Start Input rows
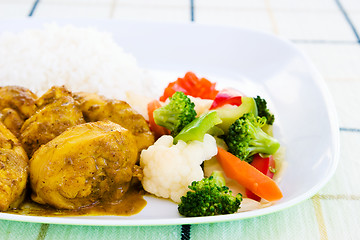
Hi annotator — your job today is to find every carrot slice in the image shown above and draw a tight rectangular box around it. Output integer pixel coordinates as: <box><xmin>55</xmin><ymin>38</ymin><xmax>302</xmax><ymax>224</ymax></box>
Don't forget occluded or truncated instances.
<box><xmin>217</xmin><ymin>147</ymin><xmax>283</xmax><ymax>201</ymax></box>
<box><xmin>147</xmin><ymin>100</ymin><xmax>170</xmax><ymax>139</ymax></box>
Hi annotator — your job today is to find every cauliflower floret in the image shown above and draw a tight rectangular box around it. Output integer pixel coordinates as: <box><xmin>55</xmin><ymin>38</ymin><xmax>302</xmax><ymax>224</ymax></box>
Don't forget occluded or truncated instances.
<box><xmin>140</xmin><ymin>134</ymin><xmax>217</xmax><ymax>203</ymax></box>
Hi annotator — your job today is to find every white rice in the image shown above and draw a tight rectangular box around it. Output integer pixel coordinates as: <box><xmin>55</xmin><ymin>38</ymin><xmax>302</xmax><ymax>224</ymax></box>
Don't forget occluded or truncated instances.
<box><xmin>0</xmin><ymin>24</ymin><xmax>148</xmax><ymax>99</ymax></box>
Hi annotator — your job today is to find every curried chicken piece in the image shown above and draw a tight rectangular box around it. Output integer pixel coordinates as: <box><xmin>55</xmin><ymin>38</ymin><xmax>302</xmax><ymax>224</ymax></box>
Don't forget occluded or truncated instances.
<box><xmin>30</xmin><ymin>121</ymin><xmax>139</xmax><ymax>209</ymax></box>
<box><xmin>0</xmin><ymin>108</ymin><xmax>24</xmax><ymax>138</ymax></box>
<box><xmin>0</xmin><ymin>122</ymin><xmax>28</xmax><ymax>211</ymax></box>
<box><xmin>0</xmin><ymin>86</ymin><xmax>37</xmax><ymax>120</ymax></box>
<box><xmin>74</xmin><ymin>92</ymin><xmax>154</xmax><ymax>151</ymax></box>
<box><xmin>20</xmin><ymin>87</ymin><xmax>85</xmax><ymax>157</ymax></box>
<box><xmin>36</xmin><ymin>86</ymin><xmax>72</xmax><ymax>110</ymax></box>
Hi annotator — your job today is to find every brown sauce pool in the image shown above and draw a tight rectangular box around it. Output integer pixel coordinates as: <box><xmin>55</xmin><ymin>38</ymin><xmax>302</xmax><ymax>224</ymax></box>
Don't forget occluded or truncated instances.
<box><xmin>6</xmin><ymin>182</ymin><xmax>146</xmax><ymax>217</ymax></box>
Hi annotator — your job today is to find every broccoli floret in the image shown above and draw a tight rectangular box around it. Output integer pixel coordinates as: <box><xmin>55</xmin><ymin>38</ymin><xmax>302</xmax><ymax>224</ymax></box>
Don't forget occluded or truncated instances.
<box><xmin>254</xmin><ymin>96</ymin><xmax>275</xmax><ymax>125</ymax></box>
<box><xmin>154</xmin><ymin>92</ymin><xmax>196</xmax><ymax>137</ymax></box>
<box><xmin>178</xmin><ymin>171</ymin><xmax>242</xmax><ymax>217</ymax></box>
<box><xmin>224</xmin><ymin>113</ymin><xmax>280</xmax><ymax>162</ymax></box>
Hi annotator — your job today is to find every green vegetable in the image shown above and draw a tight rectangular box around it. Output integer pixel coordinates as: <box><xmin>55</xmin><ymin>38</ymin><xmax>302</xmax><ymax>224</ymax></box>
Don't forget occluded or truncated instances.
<box><xmin>174</xmin><ymin>111</ymin><xmax>221</xmax><ymax>144</ymax></box>
<box><xmin>178</xmin><ymin>171</ymin><xmax>242</xmax><ymax>217</ymax></box>
<box><xmin>224</xmin><ymin>113</ymin><xmax>280</xmax><ymax>162</ymax></box>
<box><xmin>254</xmin><ymin>96</ymin><xmax>275</xmax><ymax>125</ymax></box>
<box><xmin>154</xmin><ymin>92</ymin><xmax>196</xmax><ymax>137</ymax></box>
<box><xmin>216</xmin><ymin>97</ymin><xmax>258</xmax><ymax>133</ymax></box>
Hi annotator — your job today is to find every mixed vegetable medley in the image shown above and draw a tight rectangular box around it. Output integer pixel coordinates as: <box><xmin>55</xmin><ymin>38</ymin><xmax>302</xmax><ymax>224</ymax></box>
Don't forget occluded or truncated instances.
<box><xmin>140</xmin><ymin>72</ymin><xmax>282</xmax><ymax>217</ymax></box>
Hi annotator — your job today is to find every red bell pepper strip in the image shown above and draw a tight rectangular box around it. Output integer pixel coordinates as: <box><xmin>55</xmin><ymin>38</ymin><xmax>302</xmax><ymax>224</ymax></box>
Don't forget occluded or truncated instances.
<box><xmin>160</xmin><ymin>72</ymin><xmax>219</xmax><ymax>102</ymax></box>
<box><xmin>216</xmin><ymin>147</ymin><xmax>283</xmax><ymax>201</ymax></box>
<box><xmin>210</xmin><ymin>89</ymin><xmax>242</xmax><ymax>110</ymax></box>
<box><xmin>245</xmin><ymin>154</ymin><xmax>275</xmax><ymax>201</ymax></box>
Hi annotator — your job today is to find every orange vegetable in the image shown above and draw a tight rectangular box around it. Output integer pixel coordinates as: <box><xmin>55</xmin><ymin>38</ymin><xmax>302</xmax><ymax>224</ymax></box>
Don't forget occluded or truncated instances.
<box><xmin>147</xmin><ymin>100</ymin><xmax>170</xmax><ymax>139</ymax></box>
<box><xmin>160</xmin><ymin>72</ymin><xmax>219</xmax><ymax>102</ymax></box>
<box><xmin>217</xmin><ymin>147</ymin><xmax>283</xmax><ymax>201</ymax></box>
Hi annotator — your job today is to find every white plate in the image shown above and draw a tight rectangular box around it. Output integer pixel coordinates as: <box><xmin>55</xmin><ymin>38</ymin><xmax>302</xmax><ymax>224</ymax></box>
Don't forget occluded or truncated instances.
<box><xmin>0</xmin><ymin>19</ymin><xmax>339</xmax><ymax>226</ymax></box>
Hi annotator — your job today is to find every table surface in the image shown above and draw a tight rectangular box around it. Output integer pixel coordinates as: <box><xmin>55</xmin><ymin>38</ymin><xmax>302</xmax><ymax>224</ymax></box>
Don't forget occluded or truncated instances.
<box><xmin>0</xmin><ymin>0</ymin><xmax>360</xmax><ymax>240</ymax></box>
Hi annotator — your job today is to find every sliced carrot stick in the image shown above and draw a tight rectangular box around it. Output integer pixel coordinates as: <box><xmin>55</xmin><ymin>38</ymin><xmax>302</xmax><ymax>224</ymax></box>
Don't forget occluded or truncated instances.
<box><xmin>217</xmin><ymin>147</ymin><xmax>283</xmax><ymax>201</ymax></box>
<box><xmin>147</xmin><ymin>100</ymin><xmax>170</xmax><ymax>139</ymax></box>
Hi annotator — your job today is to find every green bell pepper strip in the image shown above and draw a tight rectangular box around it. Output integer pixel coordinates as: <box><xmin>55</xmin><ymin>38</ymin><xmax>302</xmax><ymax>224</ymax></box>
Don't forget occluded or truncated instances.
<box><xmin>174</xmin><ymin>111</ymin><xmax>222</xmax><ymax>144</ymax></box>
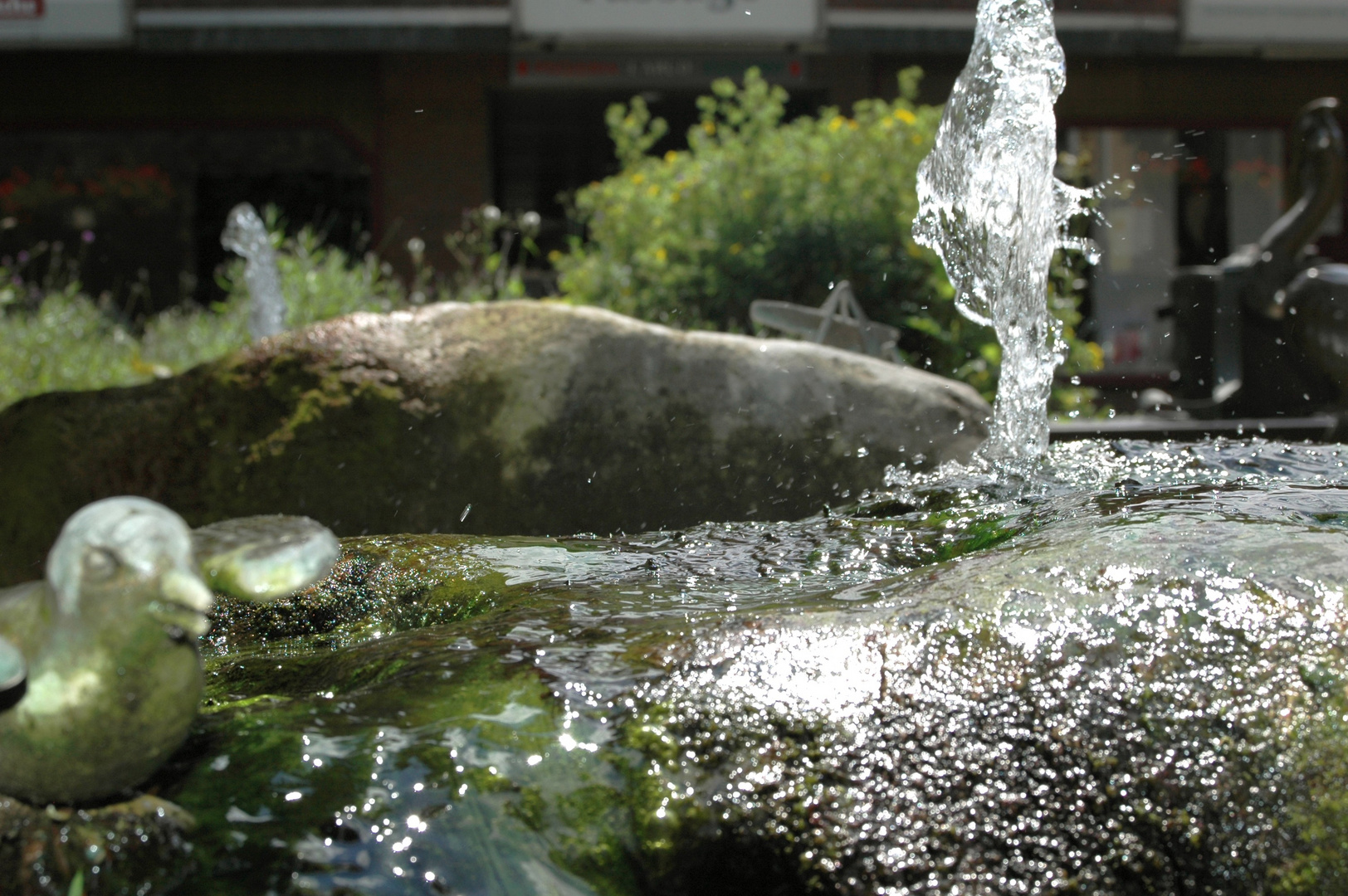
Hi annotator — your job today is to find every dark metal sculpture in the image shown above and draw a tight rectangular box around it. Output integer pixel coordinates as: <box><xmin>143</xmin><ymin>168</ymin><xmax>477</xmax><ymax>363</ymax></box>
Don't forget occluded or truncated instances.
<box><xmin>1170</xmin><ymin>99</ymin><xmax>1348</xmax><ymax>417</ymax></box>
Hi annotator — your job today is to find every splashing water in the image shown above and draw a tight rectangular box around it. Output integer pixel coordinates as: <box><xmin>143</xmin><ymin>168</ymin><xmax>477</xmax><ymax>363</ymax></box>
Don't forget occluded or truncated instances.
<box><xmin>912</xmin><ymin>0</ymin><xmax>1093</xmax><ymax>464</ymax></box>
<box><xmin>220</xmin><ymin>202</ymin><xmax>286</xmax><ymax>339</ymax></box>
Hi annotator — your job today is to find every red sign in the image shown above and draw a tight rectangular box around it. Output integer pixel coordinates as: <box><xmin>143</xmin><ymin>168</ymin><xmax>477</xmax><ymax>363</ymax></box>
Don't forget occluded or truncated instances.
<box><xmin>0</xmin><ymin>0</ymin><xmax>43</xmax><ymax>19</ymax></box>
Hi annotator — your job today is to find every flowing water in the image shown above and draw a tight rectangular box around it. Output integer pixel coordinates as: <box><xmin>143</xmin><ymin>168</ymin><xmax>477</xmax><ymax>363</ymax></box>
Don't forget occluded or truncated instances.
<box><xmin>912</xmin><ymin>0</ymin><xmax>1092</xmax><ymax>462</ymax></box>
<box><xmin>220</xmin><ymin>202</ymin><xmax>286</xmax><ymax>339</ymax></box>
<box><xmin>10</xmin><ymin>441</ymin><xmax>1348</xmax><ymax>896</ymax></box>
<box><xmin>0</xmin><ymin>0</ymin><xmax>1348</xmax><ymax>896</ymax></box>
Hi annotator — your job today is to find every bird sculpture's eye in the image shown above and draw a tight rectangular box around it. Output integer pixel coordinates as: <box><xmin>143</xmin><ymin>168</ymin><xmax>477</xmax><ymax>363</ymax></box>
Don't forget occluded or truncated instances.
<box><xmin>84</xmin><ymin>547</ymin><xmax>119</xmax><ymax>581</ymax></box>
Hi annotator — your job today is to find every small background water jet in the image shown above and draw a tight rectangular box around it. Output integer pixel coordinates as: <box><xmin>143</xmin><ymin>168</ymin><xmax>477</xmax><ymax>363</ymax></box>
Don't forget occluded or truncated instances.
<box><xmin>220</xmin><ymin>202</ymin><xmax>286</xmax><ymax>339</ymax></box>
<box><xmin>912</xmin><ymin>0</ymin><xmax>1093</xmax><ymax>462</ymax></box>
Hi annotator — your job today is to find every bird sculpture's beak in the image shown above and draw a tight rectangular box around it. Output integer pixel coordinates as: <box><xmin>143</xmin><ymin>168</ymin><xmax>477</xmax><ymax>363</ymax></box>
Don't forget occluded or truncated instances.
<box><xmin>151</xmin><ymin>570</ymin><xmax>216</xmax><ymax>636</ymax></box>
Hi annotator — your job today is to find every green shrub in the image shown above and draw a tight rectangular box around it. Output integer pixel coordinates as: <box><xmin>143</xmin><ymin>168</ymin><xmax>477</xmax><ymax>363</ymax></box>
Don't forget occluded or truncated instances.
<box><xmin>0</xmin><ymin>217</ymin><xmax>403</xmax><ymax>407</ymax></box>
<box><xmin>551</xmin><ymin>69</ymin><xmax>1097</xmax><ymax>406</ymax></box>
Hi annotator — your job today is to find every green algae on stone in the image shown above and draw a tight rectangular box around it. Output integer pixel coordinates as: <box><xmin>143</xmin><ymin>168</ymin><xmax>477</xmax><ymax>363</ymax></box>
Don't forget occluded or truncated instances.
<box><xmin>209</xmin><ymin>535</ymin><xmax>517</xmax><ymax>650</ymax></box>
<box><xmin>0</xmin><ymin>302</ymin><xmax>987</xmax><ymax>583</ymax></box>
<box><xmin>7</xmin><ymin>447</ymin><xmax>1348</xmax><ymax>896</ymax></box>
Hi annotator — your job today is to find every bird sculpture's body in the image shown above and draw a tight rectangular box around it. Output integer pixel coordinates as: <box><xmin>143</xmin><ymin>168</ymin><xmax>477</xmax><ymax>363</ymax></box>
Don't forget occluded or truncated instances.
<box><xmin>0</xmin><ymin>497</ymin><xmax>337</xmax><ymax>805</ymax></box>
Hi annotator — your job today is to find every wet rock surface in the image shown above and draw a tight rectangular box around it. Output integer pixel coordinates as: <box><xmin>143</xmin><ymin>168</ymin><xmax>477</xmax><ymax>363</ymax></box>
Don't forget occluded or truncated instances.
<box><xmin>0</xmin><ymin>443</ymin><xmax>1348</xmax><ymax>896</ymax></box>
<box><xmin>0</xmin><ymin>302</ymin><xmax>988</xmax><ymax>583</ymax></box>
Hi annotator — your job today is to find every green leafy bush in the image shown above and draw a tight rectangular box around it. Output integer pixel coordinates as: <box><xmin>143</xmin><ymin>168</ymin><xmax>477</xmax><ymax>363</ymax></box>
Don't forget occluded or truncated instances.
<box><xmin>0</xmin><ymin>217</ymin><xmax>404</xmax><ymax>407</ymax></box>
<box><xmin>551</xmin><ymin>69</ymin><xmax>1097</xmax><ymax>407</ymax></box>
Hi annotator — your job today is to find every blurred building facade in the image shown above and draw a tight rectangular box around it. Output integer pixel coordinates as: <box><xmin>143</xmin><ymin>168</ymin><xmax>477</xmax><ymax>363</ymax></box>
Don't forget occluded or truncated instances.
<box><xmin>0</xmin><ymin>0</ymin><xmax>1348</xmax><ymax>371</ymax></box>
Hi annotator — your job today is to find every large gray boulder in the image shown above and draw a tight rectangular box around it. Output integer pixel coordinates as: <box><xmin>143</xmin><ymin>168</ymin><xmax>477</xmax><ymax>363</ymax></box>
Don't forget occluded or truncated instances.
<box><xmin>0</xmin><ymin>302</ymin><xmax>988</xmax><ymax>582</ymax></box>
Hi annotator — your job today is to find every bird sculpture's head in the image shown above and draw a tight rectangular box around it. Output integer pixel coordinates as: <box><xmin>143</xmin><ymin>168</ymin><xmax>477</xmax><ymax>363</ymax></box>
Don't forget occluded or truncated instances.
<box><xmin>47</xmin><ymin>497</ymin><xmax>214</xmax><ymax>639</ymax></box>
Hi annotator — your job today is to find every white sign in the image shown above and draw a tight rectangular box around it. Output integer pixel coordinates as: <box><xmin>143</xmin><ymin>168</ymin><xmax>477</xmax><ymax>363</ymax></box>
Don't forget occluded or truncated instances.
<box><xmin>1184</xmin><ymin>0</ymin><xmax>1348</xmax><ymax>46</ymax></box>
<box><xmin>515</xmin><ymin>0</ymin><xmax>821</xmax><ymax>43</ymax></box>
<box><xmin>0</xmin><ymin>0</ymin><xmax>131</xmax><ymax>47</ymax></box>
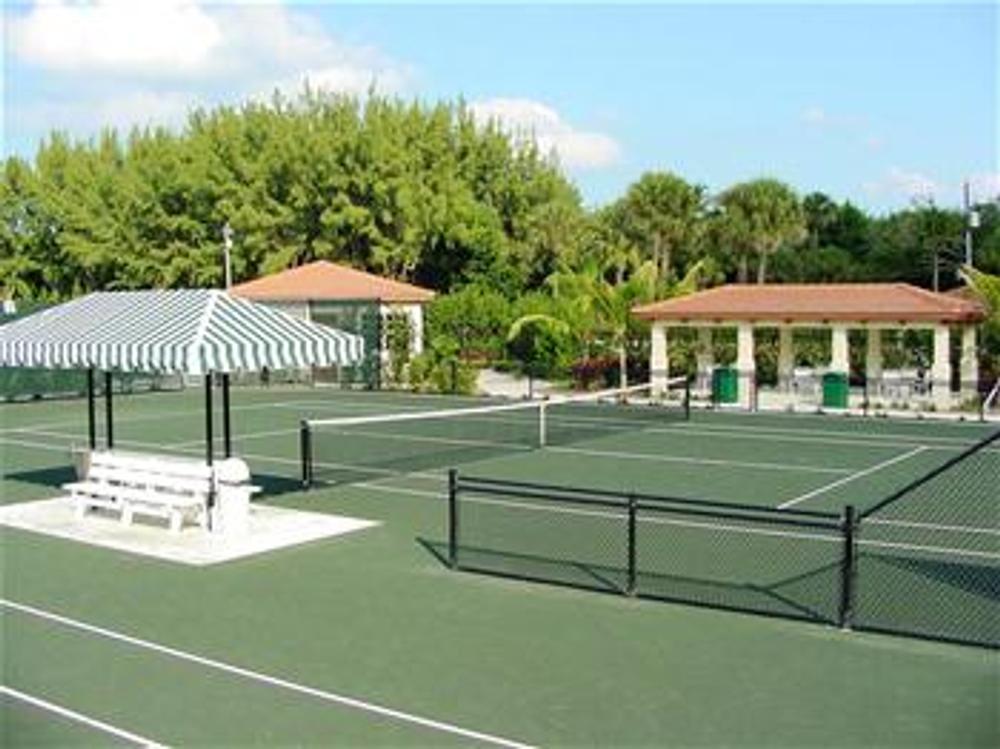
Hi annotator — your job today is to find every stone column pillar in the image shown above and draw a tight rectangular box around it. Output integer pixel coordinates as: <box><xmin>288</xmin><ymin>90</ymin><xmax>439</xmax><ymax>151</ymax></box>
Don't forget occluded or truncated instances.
<box><xmin>778</xmin><ymin>325</ymin><xmax>795</xmax><ymax>393</ymax></box>
<box><xmin>931</xmin><ymin>325</ymin><xmax>951</xmax><ymax>411</ymax></box>
<box><xmin>830</xmin><ymin>325</ymin><xmax>851</xmax><ymax>374</ymax></box>
<box><xmin>959</xmin><ymin>325</ymin><xmax>979</xmax><ymax>400</ymax></box>
<box><xmin>736</xmin><ymin>323</ymin><xmax>756</xmax><ymax>410</ymax></box>
<box><xmin>695</xmin><ymin>327</ymin><xmax>715</xmax><ymax>394</ymax></box>
<box><xmin>649</xmin><ymin>322</ymin><xmax>670</xmax><ymax>395</ymax></box>
<box><xmin>865</xmin><ymin>328</ymin><xmax>882</xmax><ymax>397</ymax></box>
End Input rows
Select every line of the entries above that contains the word "bell", matching case exactly.

Hi annotator — your job today is to find every red bell pepper strip in the image shown above and draw a tight rectangular box around it. Output integer pixel coordinates as: <box><xmin>55</xmin><ymin>38</ymin><xmax>302</xmax><ymax>224</ymax></box>
Hi annotator — your job today is to find every green bell pepper strip in the image shown above and draw a tight rectangular box around it. Output integer pixel coordinates as: <box><xmin>55</xmin><ymin>38</ymin><xmax>302</xmax><ymax>224</ymax></box>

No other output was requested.